> [Written problem]: Reproduce the data below verbatim from the line containing "Question. The photo above holds the redwood" through its final line, and produce nothing more.

> [Some records]:
#####

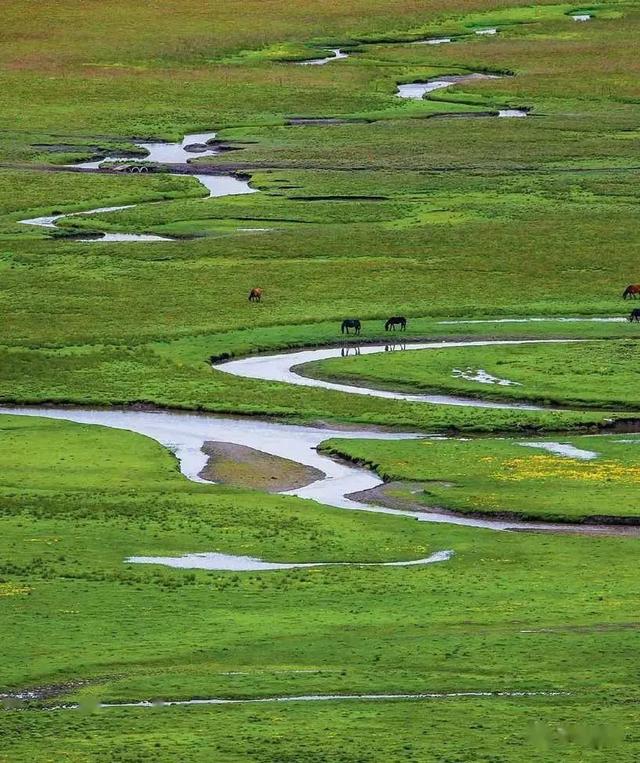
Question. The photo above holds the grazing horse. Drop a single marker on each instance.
(350, 323)
(631, 291)
(396, 320)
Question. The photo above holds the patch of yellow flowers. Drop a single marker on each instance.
(552, 467)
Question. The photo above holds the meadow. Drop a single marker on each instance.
(586, 373)
(77, 500)
(512, 477)
(436, 209)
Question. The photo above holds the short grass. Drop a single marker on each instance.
(581, 374)
(494, 476)
(76, 500)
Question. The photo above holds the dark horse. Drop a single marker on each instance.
(350, 323)
(631, 291)
(396, 320)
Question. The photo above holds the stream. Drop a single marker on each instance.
(180, 153)
(185, 434)
(418, 90)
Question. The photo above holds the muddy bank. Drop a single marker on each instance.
(242, 466)
(405, 496)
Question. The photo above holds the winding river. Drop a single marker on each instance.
(185, 434)
(167, 154)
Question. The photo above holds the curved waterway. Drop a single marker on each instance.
(337, 55)
(289, 367)
(185, 434)
(234, 563)
(418, 90)
(321, 698)
(197, 144)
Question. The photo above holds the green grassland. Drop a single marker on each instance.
(411, 208)
(583, 374)
(496, 476)
(77, 500)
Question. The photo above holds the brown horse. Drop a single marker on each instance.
(350, 323)
(396, 320)
(631, 291)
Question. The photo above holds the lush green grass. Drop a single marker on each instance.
(76, 500)
(590, 373)
(493, 476)
(476, 217)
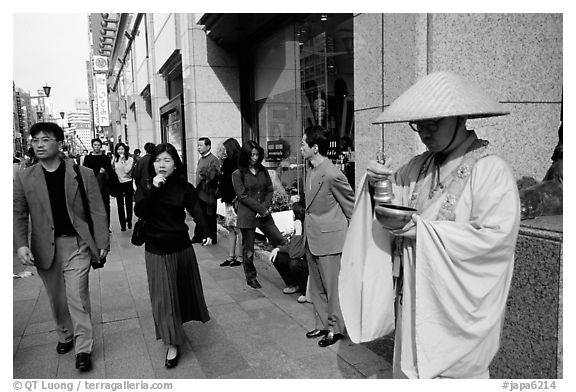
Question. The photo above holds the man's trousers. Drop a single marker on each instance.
(323, 289)
(66, 283)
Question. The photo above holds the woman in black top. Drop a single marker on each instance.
(173, 276)
(254, 189)
(228, 196)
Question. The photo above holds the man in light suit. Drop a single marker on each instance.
(329, 206)
(63, 245)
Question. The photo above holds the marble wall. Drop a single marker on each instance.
(531, 345)
(211, 90)
(517, 58)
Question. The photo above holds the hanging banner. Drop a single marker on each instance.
(100, 63)
(103, 116)
(95, 110)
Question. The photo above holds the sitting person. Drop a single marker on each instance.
(290, 259)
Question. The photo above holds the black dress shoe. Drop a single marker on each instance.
(83, 361)
(254, 284)
(316, 333)
(170, 363)
(63, 348)
(329, 339)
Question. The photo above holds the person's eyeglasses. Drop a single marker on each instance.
(43, 140)
(419, 126)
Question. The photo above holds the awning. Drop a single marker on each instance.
(235, 29)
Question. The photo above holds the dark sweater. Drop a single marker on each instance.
(164, 210)
(96, 162)
(227, 192)
(57, 195)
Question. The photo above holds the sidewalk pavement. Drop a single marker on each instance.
(252, 333)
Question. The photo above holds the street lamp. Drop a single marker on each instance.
(47, 90)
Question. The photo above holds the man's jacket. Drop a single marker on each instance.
(31, 199)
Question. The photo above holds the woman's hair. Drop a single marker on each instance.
(126, 153)
(246, 150)
(49, 129)
(171, 150)
(232, 148)
(299, 211)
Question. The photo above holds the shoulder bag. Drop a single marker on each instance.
(139, 232)
(101, 261)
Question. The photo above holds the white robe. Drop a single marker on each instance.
(456, 274)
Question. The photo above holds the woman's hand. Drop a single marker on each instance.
(377, 172)
(158, 180)
(273, 254)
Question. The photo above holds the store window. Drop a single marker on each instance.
(303, 76)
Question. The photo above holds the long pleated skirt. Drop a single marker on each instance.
(176, 293)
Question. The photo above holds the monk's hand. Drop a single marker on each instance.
(408, 231)
(25, 255)
(378, 172)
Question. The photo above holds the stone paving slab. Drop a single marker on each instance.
(252, 334)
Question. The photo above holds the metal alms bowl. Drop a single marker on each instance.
(393, 217)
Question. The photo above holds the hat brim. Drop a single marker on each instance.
(439, 95)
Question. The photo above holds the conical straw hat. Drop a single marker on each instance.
(441, 94)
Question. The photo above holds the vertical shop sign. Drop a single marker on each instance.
(103, 116)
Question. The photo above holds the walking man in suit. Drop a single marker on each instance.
(207, 174)
(329, 206)
(63, 245)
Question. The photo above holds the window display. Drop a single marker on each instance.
(303, 76)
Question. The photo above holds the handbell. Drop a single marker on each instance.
(383, 193)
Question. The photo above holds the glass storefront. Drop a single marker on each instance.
(303, 76)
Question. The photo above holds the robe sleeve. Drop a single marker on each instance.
(463, 274)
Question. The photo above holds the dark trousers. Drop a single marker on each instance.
(294, 272)
(106, 199)
(124, 197)
(248, 235)
(209, 212)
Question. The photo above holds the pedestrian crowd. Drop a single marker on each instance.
(440, 282)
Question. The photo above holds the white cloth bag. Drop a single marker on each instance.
(365, 281)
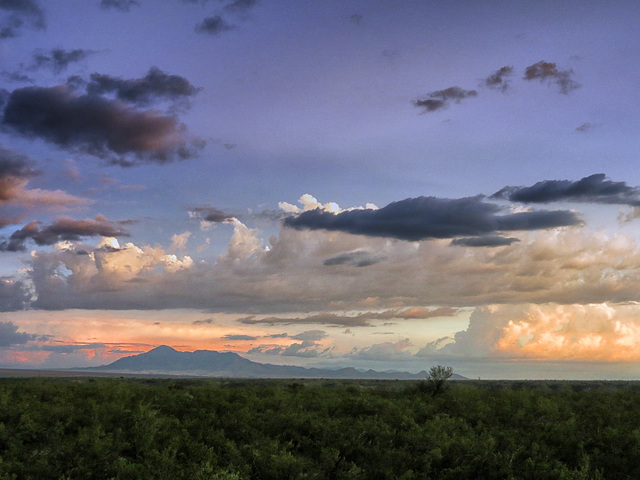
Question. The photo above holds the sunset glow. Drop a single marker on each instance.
(376, 184)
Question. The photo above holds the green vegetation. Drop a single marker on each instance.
(114, 428)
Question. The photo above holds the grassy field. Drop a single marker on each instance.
(131, 428)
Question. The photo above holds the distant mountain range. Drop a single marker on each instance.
(165, 360)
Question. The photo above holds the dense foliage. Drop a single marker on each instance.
(113, 428)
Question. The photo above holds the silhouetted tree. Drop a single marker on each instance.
(438, 375)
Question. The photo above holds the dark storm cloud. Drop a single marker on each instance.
(211, 214)
(499, 80)
(9, 335)
(213, 26)
(122, 5)
(592, 189)
(330, 319)
(15, 14)
(310, 335)
(547, 71)
(102, 127)
(363, 319)
(358, 258)
(14, 295)
(239, 337)
(14, 77)
(63, 228)
(240, 5)
(155, 85)
(440, 99)
(585, 127)
(15, 172)
(13, 165)
(422, 218)
(484, 241)
(58, 59)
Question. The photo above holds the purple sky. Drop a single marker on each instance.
(378, 184)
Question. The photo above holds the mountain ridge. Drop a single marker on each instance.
(165, 360)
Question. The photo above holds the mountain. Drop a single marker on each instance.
(165, 360)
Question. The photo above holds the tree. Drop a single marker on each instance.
(438, 375)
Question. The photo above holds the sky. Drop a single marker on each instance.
(367, 183)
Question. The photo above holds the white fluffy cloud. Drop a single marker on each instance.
(592, 332)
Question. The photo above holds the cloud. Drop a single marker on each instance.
(358, 258)
(213, 26)
(122, 5)
(362, 319)
(423, 218)
(210, 214)
(592, 332)
(385, 351)
(239, 337)
(17, 12)
(155, 85)
(592, 189)
(563, 265)
(499, 80)
(441, 99)
(309, 346)
(9, 335)
(63, 228)
(94, 125)
(16, 171)
(240, 5)
(586, 127)
(547, 71)
(58, 59)
(484, 241)
(14, 295)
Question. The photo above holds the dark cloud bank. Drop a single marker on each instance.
(592, 189)
(122, 5)
(442, 98)
(214, 26)
(58, 59)
(548, 71)
(423, 218)
(62, 229)
(499, 80)
(18, 14)
(155, 85)
(86, 123)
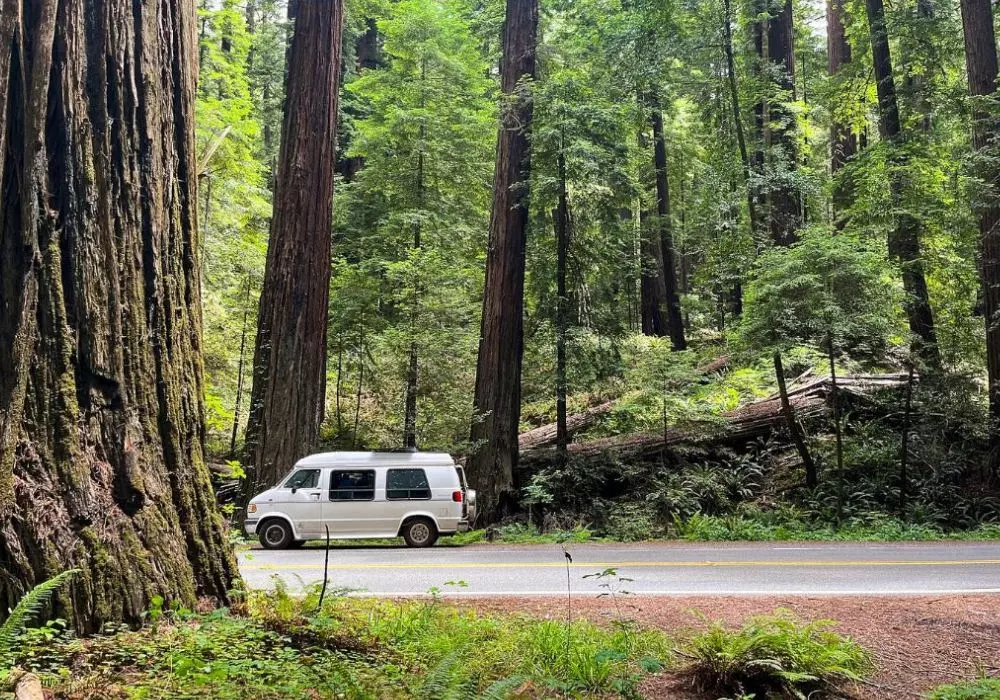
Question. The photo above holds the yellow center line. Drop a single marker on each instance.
(624, 564)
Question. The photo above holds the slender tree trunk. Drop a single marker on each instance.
(562, 252)
(904, 239)
(904, 449)
(412, 372)
(837, 427)
(652, 290)
(102, 463)
(289, 381)
(774, 38)
(361, 383)
(734, 99)
(793, 426)
(501, 345)
(981, 65)
(239, 372)
(843, 140)
(675, 321)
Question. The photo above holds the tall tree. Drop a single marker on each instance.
(101, 411)
(561, 220)
(843, 140)
(675, 321)
(497, 403)
(289, 379)
(774, 39)
(414, 215)
(981, 65)
(904, 238)
(734, 101)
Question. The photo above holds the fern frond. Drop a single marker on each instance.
(29, 607)
(443, 680)
(502, 689)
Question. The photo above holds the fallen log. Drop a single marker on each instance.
(737, 427)
(545, 435)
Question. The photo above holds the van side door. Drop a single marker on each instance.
(406, 490)
(300, 498)
(351, 503)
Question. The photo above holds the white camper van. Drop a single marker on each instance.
(358, 495)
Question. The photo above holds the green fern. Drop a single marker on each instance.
(27, 610)
(445, 680)
(502, 689)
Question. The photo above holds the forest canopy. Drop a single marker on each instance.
(699, 181)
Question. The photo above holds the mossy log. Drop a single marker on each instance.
(809, 400)
(102, 465)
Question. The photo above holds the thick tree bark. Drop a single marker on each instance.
(775, 43)
(675, 321)
(843, 140)
(904, 239)
(981, 65)
(497, 402)
(289, 380)
(101, 411)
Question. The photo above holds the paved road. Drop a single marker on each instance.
(655, 569)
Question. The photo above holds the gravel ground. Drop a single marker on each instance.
(919, 642)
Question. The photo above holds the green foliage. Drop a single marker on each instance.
(776, 652)
(410, 229)
(825, 286)
(27, 611)
(979, 689)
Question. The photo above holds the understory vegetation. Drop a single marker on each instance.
(282, 646)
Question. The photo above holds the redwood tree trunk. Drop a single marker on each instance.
(101, 411)
(844, 142)
(981, 64)
(498, 371)
(289, 379)
(904, 239)
(775, 43)
(675, 321)
(652, 290)
(734, 99)
(562, 315)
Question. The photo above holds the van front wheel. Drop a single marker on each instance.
(275, 534)
(420, 532)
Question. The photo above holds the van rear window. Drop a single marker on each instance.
(407, 484)
(352, 485)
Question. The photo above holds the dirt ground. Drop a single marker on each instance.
(919, 642)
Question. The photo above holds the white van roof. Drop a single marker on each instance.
(376, 459)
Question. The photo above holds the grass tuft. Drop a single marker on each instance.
(775, 653)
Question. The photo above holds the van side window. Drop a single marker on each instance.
(406, 484)
(303, 479)
(352, 485)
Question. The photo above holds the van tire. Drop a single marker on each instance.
(274, 534)
(419, 532)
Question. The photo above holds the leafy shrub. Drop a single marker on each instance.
(775, 652)
(980, 689)
(632, 522)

#####

> [Response for this exercise]:
Question. The photo above holds the redwood tree trunk. Drop a single marker on each instance.
(101, 411)
(844, 142)
(981, 64)
(498, 371)
(289, 379)
(904, 239)
(775, 43)
(675, 321)
(652, 290)
(734, 99)
(562, 315)
Question. The photo above holds the van front wheel. Drop a single marker on each instance.
(275, 534)
(420, 532)
Question. The photo above holds the van rear window. Drop a single marker on each instance.
(407, 484)
(352, 485)
Question. The photo above holds the dirt ground. Drop a single marker on each instance.
(919, 642)
Question. The photo above holds the white van roof. Drop a single marker on each instance.
(376, 459)
Question. The photo above holds the grass tuft. Drop a single marker on each instance.
(775, 653)
Question. The photo above holds the van side window. Drop a single marker on each instance.
(406, 484)
(303, 479)
(352, 485)
Question. The photo above holds the van tire. Drop a single marker on each instance.
(274, 534)
(419, 532)
Question. The photo above holds the leafy shrub. Drop a single marker on each instance.
(775, 652)
(980, 689)
(632, 522)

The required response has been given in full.